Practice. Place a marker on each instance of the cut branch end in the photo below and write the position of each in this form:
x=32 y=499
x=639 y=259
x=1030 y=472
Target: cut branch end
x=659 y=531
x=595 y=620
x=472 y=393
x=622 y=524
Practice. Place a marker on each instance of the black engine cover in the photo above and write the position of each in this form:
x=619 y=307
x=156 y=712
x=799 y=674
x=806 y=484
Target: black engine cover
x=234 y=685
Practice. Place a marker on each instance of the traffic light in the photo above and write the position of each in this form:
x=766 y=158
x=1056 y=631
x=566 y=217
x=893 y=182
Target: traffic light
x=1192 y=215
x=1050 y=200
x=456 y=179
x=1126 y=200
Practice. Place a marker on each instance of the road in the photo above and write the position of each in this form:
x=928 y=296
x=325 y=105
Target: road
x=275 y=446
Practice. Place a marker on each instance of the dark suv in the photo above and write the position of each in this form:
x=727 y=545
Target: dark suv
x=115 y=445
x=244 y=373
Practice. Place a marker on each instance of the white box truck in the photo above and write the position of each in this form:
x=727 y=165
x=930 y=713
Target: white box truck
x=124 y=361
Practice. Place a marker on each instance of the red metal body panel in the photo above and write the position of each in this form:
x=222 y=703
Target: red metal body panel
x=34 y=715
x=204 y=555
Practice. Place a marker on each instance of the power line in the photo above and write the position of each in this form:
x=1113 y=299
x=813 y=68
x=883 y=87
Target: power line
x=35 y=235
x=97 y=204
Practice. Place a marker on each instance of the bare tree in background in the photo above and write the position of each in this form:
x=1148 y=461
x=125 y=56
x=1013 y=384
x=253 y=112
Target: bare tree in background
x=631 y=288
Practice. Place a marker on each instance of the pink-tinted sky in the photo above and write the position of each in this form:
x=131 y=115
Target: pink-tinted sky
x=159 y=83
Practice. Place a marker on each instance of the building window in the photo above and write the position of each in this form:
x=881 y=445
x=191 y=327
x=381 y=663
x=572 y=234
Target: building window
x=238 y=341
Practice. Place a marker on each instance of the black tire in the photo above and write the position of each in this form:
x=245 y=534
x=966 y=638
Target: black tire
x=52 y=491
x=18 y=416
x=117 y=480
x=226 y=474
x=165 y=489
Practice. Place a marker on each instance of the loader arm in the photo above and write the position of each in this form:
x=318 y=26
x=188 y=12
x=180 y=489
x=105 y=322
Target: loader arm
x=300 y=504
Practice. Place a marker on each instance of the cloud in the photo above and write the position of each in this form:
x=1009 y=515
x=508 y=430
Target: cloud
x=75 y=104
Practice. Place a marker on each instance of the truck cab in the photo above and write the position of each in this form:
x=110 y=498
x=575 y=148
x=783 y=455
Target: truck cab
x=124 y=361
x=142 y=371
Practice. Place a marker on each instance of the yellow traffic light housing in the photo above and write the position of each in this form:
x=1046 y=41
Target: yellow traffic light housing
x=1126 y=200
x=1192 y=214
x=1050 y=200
- - -
Repeat, exactly and only, the lines above from the one containing "x=180 y=489" through the end of the material.

◆ Result of the exercise:
x=180 y=489
x=105 y=322
Target: loader arm
x=300 y=504
Practice. Place a marker on each instance of the cloud in the photo above and write the position of each in this form:
x=1009 y=515
x=508 y=430
Target: cloud
x=75 y=104
Practice. Place a marker on each instance of the truck cab in the photo above and write the position of each in this form:
x=110 y=498
x=575 y=148
x=783 y=455
Target: truck cab
x=124 y=361
x=142 y=371
Practice. Place a marker on each instance of the yellow traffic light housing in the photo above and write the position of each in this form:
x=1046 y=41
Target: yellow traffic light housing
x=1126 y=200
x=1192 y=214
x=1050 y=200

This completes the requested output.